> _EXCERPT TO READ_
========
I often find it interesting that whichever aspect of life you may choose to focus on there is always an ‘exception to the rule’.
Every now and then a speaker raises his or her head above the parapet as the absolute epitome of passion and their sheer energy, confidence and self-belief exudes a level of it that can arguably do more harm than good.
Today that exuberance is coming from Donald Trump and whilst ordinarily it’s something that I would applaud, this is one of those times it’s the exception to the rule.
I know very little about politics and having lived in the U.K all of my life I admit to knowing absolutely nothing about American Politics. Despite that, as a presentation and public speaking skills coach I believe I know when that level of confidence, passion and self-belief is misplaced.
Donald Trump appears to be doing exceptionally well in the American presidential campaign and it seems to me that the reasons are as obvious as they are potentially catastrophic. My view is that people like and relate to him because:
He is one of the world’s richest and most successful people
He oozes energy, enthusiasm and self-belief which is infectious
He doesn’t ‘mince’ his words and tells it how he see it
He feels invincible because of his success and shows it
No one says no to him
He loves to challenge the status quo
As far as credentials are concerned those and the many others he could easily boast are not only impressive from a world class perspective but would leave most people in a state of awe and respect.
So where exactly is the problem?
Well, as I’ve already said, it’s clearly not his delivery in terms of his confidence, passion and self-belief which serve him extremely well.
========
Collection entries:
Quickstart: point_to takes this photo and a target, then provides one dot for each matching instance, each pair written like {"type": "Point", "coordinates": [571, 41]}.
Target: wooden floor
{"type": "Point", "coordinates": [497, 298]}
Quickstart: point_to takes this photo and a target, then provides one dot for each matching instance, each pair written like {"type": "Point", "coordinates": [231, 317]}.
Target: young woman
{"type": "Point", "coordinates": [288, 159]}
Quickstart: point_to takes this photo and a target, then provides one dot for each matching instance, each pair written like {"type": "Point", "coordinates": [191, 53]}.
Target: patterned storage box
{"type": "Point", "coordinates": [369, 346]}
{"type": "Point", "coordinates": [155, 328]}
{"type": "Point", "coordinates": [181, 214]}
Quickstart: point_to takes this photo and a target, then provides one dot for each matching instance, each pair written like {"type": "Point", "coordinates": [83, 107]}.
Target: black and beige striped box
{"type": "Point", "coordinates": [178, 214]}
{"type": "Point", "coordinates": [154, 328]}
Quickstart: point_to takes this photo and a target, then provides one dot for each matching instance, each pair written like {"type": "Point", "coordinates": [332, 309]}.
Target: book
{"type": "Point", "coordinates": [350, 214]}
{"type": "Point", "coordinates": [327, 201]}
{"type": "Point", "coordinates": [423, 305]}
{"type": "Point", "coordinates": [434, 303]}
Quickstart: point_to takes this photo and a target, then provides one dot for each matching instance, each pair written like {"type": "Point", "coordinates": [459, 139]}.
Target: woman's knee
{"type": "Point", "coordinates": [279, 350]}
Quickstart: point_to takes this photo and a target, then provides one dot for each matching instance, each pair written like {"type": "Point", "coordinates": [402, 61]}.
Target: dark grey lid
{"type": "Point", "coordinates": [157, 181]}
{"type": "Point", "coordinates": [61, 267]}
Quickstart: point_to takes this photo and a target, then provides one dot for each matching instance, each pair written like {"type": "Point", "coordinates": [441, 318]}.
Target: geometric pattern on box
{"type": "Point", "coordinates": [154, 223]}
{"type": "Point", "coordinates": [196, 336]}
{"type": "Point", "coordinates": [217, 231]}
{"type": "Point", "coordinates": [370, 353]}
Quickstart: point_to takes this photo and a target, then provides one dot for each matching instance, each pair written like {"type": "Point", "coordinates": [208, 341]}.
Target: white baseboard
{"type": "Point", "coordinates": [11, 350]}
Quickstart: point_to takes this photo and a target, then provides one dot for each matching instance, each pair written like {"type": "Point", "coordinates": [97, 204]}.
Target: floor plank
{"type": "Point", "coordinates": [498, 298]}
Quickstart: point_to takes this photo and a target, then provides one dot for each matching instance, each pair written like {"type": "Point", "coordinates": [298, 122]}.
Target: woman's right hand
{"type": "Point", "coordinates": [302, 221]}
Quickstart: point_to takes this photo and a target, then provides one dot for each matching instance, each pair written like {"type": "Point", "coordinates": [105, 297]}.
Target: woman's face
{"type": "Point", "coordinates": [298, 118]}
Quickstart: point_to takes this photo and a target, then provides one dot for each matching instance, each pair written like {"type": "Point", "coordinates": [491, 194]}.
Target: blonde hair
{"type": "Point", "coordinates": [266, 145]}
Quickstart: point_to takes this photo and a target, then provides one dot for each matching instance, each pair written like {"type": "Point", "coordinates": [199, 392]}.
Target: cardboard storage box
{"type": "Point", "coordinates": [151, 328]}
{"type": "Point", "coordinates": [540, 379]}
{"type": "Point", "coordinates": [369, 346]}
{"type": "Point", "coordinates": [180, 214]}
========
> _EXERCISE INSTRUCTIONS_
A - List every reason the piece on Donald Trump's speaking style gives for why people like and relate to him.
B - Continue the piece on Donald Trump's speaking style from its last sentence.
The material comes from a separate source and has no connection to the text.

> _ANSWERS TO THE TASKS_
A -
- He is one of the world's richest and most successful people.
- He oozes energy, enthusiasm and self-belief, which is infectious.
- He doesn't "mince" his words and says things as he sees them.
- He feels invincible because of his success and shows it.
- No one says no to him.
- He loves to challenge the status quo.

B -
I believe his audience are blinded by his candour and exuberance.
Are the words which leave Donald Trump’s mouth each time he speaks those of a future President, or are they little more than the mindless expression of ego?
The paradox of life
Most of us are very resistant and uncomfortable with the idea of any kind of major change. We are creatures of habit, comfortable with the status-quo and the last thing we want is for someone to come along and challenge the way things are.
Perversely, if someone comes along offering us a sense of difference, hope and change for the better most of us would relinquish our resistance and follow the call of change.
Therein lays the precise problem.
Unless you feel completely secure in every aspect of your life it’s likely that you would relish the idea of change which offers a brighter and more hopeful landscape.
When you have the eyes and ears of the world upon you and the opportunity to speak in a way that offers genuine hope, inspiration and a means of rallying massive support for positive change I believe the words you choose are critical.
My passion for public speaking extends itself way beyond passion, ego and the strength of belief you have in your message, it’s also about leadership.
We all have an opportunity to lead each time we speak and given that we live in a world obsessed with competition rather than cooperation I would feel far more enlightened and excited to support a speaker who seeks to influence change rather than incite resentment.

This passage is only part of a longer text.